═══ Passage extrait

Extrait de https://salemoment.tumblr.com/

avec l’aimable autorisation de l’auteur Olivier Ka

25 ans dans une startup – billet n.50

Introductionbillet n.49

« Zythom, j’ai consulté certains membres du comité de direction, et j’ai pris ma décision : nous sommes encore trop petits pour augmenter l’équipe informatique. C’est non à votre demande de recrutement d’un chef de projet. »

Il m’explique ensuite ses arguments habituels.

Je ne l’écoute plus. Je suis sidéré.

24 années passées dans cette entreprise, startup devenue grande: 1200 étudiants, 75 salariés sur deux continents, 200 vacataires… Nous sommes en 2017 et l’informatique reste considérée comme un centre de coûts.

24 années passées à construire un système d’information adapté aux besoins des utilisateurs, ni trop luxueux, ni trop chiche. Des défis technologiques remportés en silence, discrètement : virtualisation des serveurs, virtualisation des systèmes de stockage (VSAN), réseaux wifi, sécurisation des accès internet, remplacement des 400 ordinateurs par cinquième, évolution des systèmes d’exploitation, passage de certaines applications en mode SaaS, cloud…

24 années à servir les utilisateurs, les enseignants, les étudiants, les membres du comité de direction, la stratégie de développement, les projets des uns et des autres.

══════

_Consigne A_.
Imprimez le billet sur l'informatique en entreprise dans son intégralité, sans en modifier un seul caractère.

═══ Liste des entrées

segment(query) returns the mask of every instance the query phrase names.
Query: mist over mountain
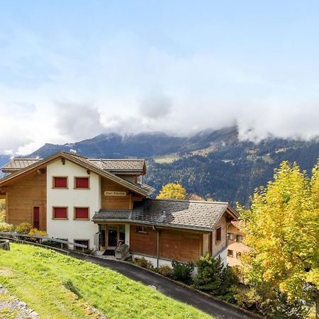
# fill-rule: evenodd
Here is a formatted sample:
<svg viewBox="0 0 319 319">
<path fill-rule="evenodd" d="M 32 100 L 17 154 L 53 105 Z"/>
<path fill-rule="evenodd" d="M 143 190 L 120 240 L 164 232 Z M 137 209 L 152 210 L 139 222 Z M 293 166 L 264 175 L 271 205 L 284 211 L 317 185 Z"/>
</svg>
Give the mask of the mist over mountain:
<svg viewBox="0 0 319 319">
<path fill-rule="evenodd" d="M 63 145 L 45 144 L 28 157 L 70 150 L 93 158 L 145 158 L 144 180 L 157 191 L 167 183 L 177 182 L 188 194 L 247 206 L 254 189 L 266 185 L 282 161 L 296 161 L 310 174 L 319 157 L 319 141 L 267 138 L 254 143 L 240 140 L 235 127 L 206 130 L 189 138 L 161 132 L 111 133 Z"/>
</svg>

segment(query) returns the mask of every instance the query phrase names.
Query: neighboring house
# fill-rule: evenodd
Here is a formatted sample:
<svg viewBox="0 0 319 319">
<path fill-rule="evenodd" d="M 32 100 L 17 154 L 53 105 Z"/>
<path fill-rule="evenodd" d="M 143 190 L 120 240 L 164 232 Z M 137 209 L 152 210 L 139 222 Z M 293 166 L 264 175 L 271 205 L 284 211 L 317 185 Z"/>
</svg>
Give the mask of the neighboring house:
<svg viewBox="0 0 319 319">
<path fill-rule="evenodd" d="M 232 220 L 227 230 L 228 247 L 227 247 L 227 264 L 230 267 L 241 266 L 240 257 L 242 253 L 249 251 L 249 247 L 242 243 L 245 237 L 241 231 L 240 222 Z"/>
<path fill-rule="evenodd" d="M 226 262 L 228 203 L 151 199 L 139 183 L 143 160 L 87 159 L 60 152 L 43 160 L 13 159 L 0 179 L 6 221 L 30 223 L 50 237 L 100 251 L 125 242 L 155 266 L 195 261 L 205 252 Z"/>
</svg>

══════

_Consigne B_.
Restituez à l'identique chacune des lignes de l'ensemble des entrées ci-dessus, en omettant les images.

_Réponse complète A_.
Extrait de https://salemoment.tumblr.com/

avec l’aimable autorisation de l’auteur Olivier Ka

25 ans dans une startup – billet n.50

Introductionbillet n.49

« Zythom, j’ai consulté certains membres du comité de direction, et j’ai pris ma décision : nous sommes encore trop petits pour augmenter l’équipe informatique. C’est non à votre demande de recrutement d’un chef de projet. »

Il m’explique ensuite ses arguments habituels.

Je ne l’écoute plus. Je suis sidéré.

24 années passées dans cette entreprise, startup devenue grande: 1200 étudiants, 75 salariés sur deux continents, 200 vacataires… Nous sommes en 2017 et l’informatique reste considérée comme un centre de coûts.

24 années passées à construire un système d’information adapté aux besoins des utilisateurs, ni trop luxueux, ni trop chiche. Des défis technologiques remportés en silence, discrètement : virtualisation des serveurs, virtualisation des systèmes de stockage (VSAN), réseaux wifi, sécurisation des accès internet, remplacement des 400 ordinateurs par cinquième, évolution des systèmes d’exploitation, passage de certaines applications en mode SaaS, cloud…

24 années à servir les utilisateurs, les enseignants, les étudiants, les membres du comité de direction, la stratégie de développement, les projets des uns et des autres.

_Réponse complète B_.
segment(query) returns the mask of every instance the query phrase names.
Query: mist over mountain
# fill-rule: evenodd
Here is a formatted sample:
<svg viewBox="0 0 319 319">
<path fill-rule="evenodd" d="M 32 100 L 17 154 L 53 105 Z"/>
<path fill-rule="evenodd" d="M 143 190 L 120 240 L 164 232 Z M 137 209 L 152 210 L 139 222 Z M 293 166 L 264 175 L 271 205 L 284 211 L 317 185 Z"/>
</svg>
Give the mask of the mist over mountain:
<svg viewBox="0 0 319 319">
<path fill-rule="evenodd" d="M 63 145 L 45 144 L 28 157 L 70 150 L 93 158 L 145 158 L 144 180 L 157 191 L 167 183 L 177 182 L 188 194 L 247 206 L 254 189 L 266 185 L 282 161 L 296 161 L 310 174 L 319 157 L 319 141 L 267 138 L 254 143 L 240 140 L 235 127 L 206 130 L 189 138 L 161 132 L 111 133 Z"/>
</svg>

segment(query) returns the mask of every instance the query phrase names.
Query: neighboring house
# fill-rule: evenodd
Here is a formatted sample:
<svg viewBox="0 0 319 319">
<path fill-rule="evenodd" d="M 32 100 L 17 154 L 53 105 Z"/>
<path fill-rule="evenodd" d="M 143 190 L 120 240 L 164 232 Z M 137 209 L 152 210 L 139 222 Z M 293 166 L 264 175 L 271 205 L 284 211 L 317 185 Z"/>
</svg>
Give the mask of the neighboring house:
<svg viewBox="0 0 319 319">
<path fill-rule="evenodd" d="M 232 220 L 227 230 L 228 247 L 227 247 L 227 264 L 230 267 L 241 266 L 240 257 L 242 253 L 249 251 L 249 247 L 242 243 L 245 237 L 241 231 L 240 222 Z"/>
<path fill-rule="evenodd" d="M 226 262 L 228 203 L 151 199 L 139 183 L 143 160 L 87 159 L 60 152 L 43 160 L 13 159 L 0 179 L 6 221 L 30 223 L 50 237 L 100 251 L 125 242 L 155 266 L 195 261 L 205 252 Z"/>
</svg>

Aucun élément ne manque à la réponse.